* _Required work_
Reproduce all of the data below word for word, keeping every line unchanged.

# Supplied entries start

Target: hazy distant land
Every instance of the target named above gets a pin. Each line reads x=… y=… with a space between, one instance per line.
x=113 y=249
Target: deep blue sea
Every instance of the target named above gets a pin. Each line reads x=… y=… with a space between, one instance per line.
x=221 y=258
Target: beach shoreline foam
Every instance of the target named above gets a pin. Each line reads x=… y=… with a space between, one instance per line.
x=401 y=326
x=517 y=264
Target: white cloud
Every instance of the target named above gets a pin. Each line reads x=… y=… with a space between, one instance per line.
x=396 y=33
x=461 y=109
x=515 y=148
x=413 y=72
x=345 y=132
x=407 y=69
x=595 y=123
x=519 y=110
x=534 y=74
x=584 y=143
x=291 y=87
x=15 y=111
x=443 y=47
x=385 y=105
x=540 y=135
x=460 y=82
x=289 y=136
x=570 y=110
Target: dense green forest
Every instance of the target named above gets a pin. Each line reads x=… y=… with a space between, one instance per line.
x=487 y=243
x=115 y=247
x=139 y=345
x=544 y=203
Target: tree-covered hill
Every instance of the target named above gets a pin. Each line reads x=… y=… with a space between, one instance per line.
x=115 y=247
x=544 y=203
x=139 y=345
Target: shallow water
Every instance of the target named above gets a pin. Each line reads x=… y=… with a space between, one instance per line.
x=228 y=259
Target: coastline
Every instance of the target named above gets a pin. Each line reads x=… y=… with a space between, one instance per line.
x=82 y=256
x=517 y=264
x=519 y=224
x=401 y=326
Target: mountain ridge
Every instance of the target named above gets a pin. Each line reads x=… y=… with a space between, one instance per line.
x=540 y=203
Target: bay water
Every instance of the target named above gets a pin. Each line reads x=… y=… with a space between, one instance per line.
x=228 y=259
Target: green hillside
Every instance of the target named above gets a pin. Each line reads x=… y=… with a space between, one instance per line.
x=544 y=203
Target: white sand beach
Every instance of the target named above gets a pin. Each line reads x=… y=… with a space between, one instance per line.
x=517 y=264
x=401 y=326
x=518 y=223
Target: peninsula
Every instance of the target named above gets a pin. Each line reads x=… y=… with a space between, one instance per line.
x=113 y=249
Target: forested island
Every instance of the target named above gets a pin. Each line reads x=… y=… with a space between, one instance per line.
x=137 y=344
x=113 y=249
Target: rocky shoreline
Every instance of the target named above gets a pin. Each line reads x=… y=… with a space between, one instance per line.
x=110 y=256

# Supplied entries end

* _Result_
Target: hazy distant land
Every instance of the target named above gets a pin. Each line reads x=… y=… with a space between, one instance per line.
x=113 y=249
Target: deep blue sea
Every instance of the target named above gets a pin. Each line reads x=… y=… with a space between, one instance per line.
x=221 y=258
Target: beach shoreline foam
Every instance of the target named above gets a pin. Each line reads x=… y=… with a space between, one instance per line.
x=401 y=326
x=517 y=264
Target: white cloud
Every instance of the target named above gets a pin. Each line reads x=… y=… with a space between, one instance per line.
x=396 y=33
x=461 y=109
x=515 y=148
x=413 y=72
x=345 y=132
x=407 y=69
x=595 y=123
x=519 y=110
x=534 y=74
x=584 y=143
x=291 y=87
x=15 y=111
x=443 y=47
x=385 y=105
x=540 y=135
x=460 y=82
x=289 y=136
x=570 y=110
Target: dense green forest
Every instance of the target named above gets a pin. Each line reads x=… y=… with a space between, one instance per line.
x=487 y=243
x=115 y=247
x=139 y=345
x=544 y=203
Target: tree-covered hill
Every instance of the target named above gets a pin. Each line reads x=… y=… with a space between, one instance per line.
x=115 y=247
x=544 y=203
x=139 y=345
Target: shallow water
Every instance of the target named above gets a pin. Each line reads x=… y=… with a space between, one instance per line.
x=228 y=259
Target: coastline
Every instance of the target named above gets a pin. Each line reads x=… y=… with a space between, one instance per line.
x=82 y=256
x=517 y=264
x=519 y=224
x=401 y=326
Target: mountain ridge
Every instance of the target named above gets a pin. Each line reads x=… y=… with a space between, one instance per line.
x=540 y=203
Target: bay water
Every instance of the target named above gets a pin. Each line reads x=… y=… with a space between, one instance per line.
x=228 y=259
Target: green hillside
Every instance of the target named above gets a pin. Each line reads x=… y=… with a space between, one instance per line.
x=544 y=203
Target: white sand beach
Every instance of the target named above gets a pin. Each line reads x=… y=… with a space between, one instance per line.
x=517 y=264
x=401 y=326
x=518 y=223
Target: peninsula
Every instance of the target named above gets a pin. Each line reads x=… y=… with a space between, one instance per line.
x=113 y=249
Target: forested island
Every instance of the target named above gets a pin. Each line reads x=… y=… with a space between, one instance per line.
x=137 y=344
x=113 y=249
Target: rocky shoreline
Every instance of the target named above gets a pin. Each line reads x=… y=… with a space between, one instance per line.
x=110 y=256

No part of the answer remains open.